» Exercise prompt
Each entry needs to be given again, character for character.

*** Opening Given data ***

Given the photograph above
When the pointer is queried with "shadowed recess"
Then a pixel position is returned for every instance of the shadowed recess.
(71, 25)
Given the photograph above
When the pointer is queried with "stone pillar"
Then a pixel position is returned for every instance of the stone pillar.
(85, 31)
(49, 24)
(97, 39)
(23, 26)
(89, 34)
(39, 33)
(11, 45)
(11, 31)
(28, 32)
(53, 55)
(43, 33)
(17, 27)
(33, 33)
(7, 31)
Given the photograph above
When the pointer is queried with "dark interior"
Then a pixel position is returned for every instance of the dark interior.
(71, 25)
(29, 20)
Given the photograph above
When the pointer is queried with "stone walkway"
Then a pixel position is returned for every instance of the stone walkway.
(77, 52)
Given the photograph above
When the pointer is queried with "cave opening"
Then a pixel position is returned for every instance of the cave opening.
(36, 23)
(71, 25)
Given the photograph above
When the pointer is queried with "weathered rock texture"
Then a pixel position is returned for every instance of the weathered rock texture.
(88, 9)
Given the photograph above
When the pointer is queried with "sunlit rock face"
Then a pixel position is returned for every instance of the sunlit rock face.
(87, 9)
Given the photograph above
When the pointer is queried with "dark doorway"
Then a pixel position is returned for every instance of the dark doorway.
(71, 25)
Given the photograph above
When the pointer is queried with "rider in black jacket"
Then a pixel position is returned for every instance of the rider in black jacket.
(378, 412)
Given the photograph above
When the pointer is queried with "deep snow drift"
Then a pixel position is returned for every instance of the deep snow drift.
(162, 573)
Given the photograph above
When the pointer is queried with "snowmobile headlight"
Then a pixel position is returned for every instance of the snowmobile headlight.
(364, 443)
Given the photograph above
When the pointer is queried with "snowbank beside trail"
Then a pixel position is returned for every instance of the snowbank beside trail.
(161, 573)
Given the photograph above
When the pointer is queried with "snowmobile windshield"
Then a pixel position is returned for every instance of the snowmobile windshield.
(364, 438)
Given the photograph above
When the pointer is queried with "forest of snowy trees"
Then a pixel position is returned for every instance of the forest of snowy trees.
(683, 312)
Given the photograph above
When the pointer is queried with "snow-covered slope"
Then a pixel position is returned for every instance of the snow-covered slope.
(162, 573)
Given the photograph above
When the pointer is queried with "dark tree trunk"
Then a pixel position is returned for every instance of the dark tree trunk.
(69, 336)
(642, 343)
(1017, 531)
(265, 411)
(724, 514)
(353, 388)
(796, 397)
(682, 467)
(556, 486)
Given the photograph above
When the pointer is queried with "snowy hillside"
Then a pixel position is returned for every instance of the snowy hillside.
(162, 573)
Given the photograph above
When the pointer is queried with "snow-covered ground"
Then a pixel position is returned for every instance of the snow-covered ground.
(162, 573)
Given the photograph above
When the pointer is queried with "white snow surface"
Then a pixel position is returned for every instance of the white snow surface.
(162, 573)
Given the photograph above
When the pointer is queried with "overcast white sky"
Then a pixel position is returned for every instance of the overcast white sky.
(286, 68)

*** Closing Given data ***

» Exercise result
Given the photograph above
When the pointer is queried with "shadowed recess"
Then a pixel position is returned for every instance of the shadowed recess.
(71, 25)
Given the photograph above
When the pointer is queried with "stone pillar"
Then a pixel position is returned for every instance of the stone pillar.
(85, 31)
(49, 24)
(97, 39)
(23, 26)
(89, 34)
(39, 33)
(11, 45)
(11, 31)
(28, 32)
(53, 55)
(43, 33)
(17, 27)
(33, 33)
(7, 31)
Given the photograph above
When the pointer is queried with "dark interior"
Then a pixel position is returned for every instance of the dark interior.
(71, 25)
(29, 20)
Given the photograph above
When the pointer is queried with "stone walkway"
Then a pixel position is returned for every instance of the stone walkway.
(77, 52)
Given the photograph above
When the pointer is queried with "cave opening"
Then a pixel position is returned for every instance of the cave opening.
(36, 23)
(71, 25)
Given the photograph above
When the pointer is queried with "weathered rock texture"
Then a pixel position is returned for every instance of the weathered rock texture.
(88, 9)
Given the photograph above
When the pointer is queried with "sunlit rock face"
Then a pixel position is returned for every instance of the sunlit rock face.
(87, 9)
Given the photograph above
When the pointer is queried with "dark doorway"
Then a pixel position is returned for every instance of the dark doorway.
(71, 25)
Given the photograph above
When the pointer is queried with "rider in black jacket"
Then a pixel position is returned for every instance of the rider in black jacket.
(378, 412)
Given the photograph above
When the pointer is queried with "deep snow drift"
Then a pixel position is returned for every instance of the deep snow drift.
(162, 573)
Given the photograph above
When the pointer is queried with "snowmobile headlight"
Then a pixel position is returned for every instance of the snowmobile headlight.
(364, 443)
Given the photograph above
When the pointer is queried with "snowbank beside trail"
Then a pixel position is returned for every instance of the snowbank beside trail.
(161, 573)
Given the photograph above
When the pointer is queried with "snowmobile windshield"
Then a pixel position is returned for every instance of the snowmobile windshield.
(364, 438)
Given the photograph above
When the pointer is queried with "forest of snowy trees"
Then a pixel position is returned for every instance of the forest of snowy trees.
(683, 312)
Given the photograph above
When the pointer is queried with "snow-covered slope"
Then a pixel position is returned for every instance of the snow-covered slope.
(162, 573)
Given the photograph above
When the pointer is queried with "dark tree trunk"
Then a pixel position is returned for every instance of the dark tree trunk.
(69, 336)
(642, 343)
(1017, 531)
(265, 411)
(724, 514)
(353, 388)
(796, 397)
(682, 467)
(556, 486)
Given the photograph above
When the pointer is queried with "snowy hillside"
Then a pixel position is returned for every instance of the snowy hillside.
(162, 573)
Given the photograph above
When the pointer is queried with "snow-covered ground"
Then a pixel position is returned for every instance of the snow-covered ground.
(162, 573)
Given the photograph above
When the pointer is queried with "white snow surface"
Then a pixel position is returned for every instance of the white snow surface.
(162, 573)
Given the photograph above
When the pointer is queried with "overcast white sky"
Then a pixel position is returned for every instance of the overcast white sky.
(286, 68)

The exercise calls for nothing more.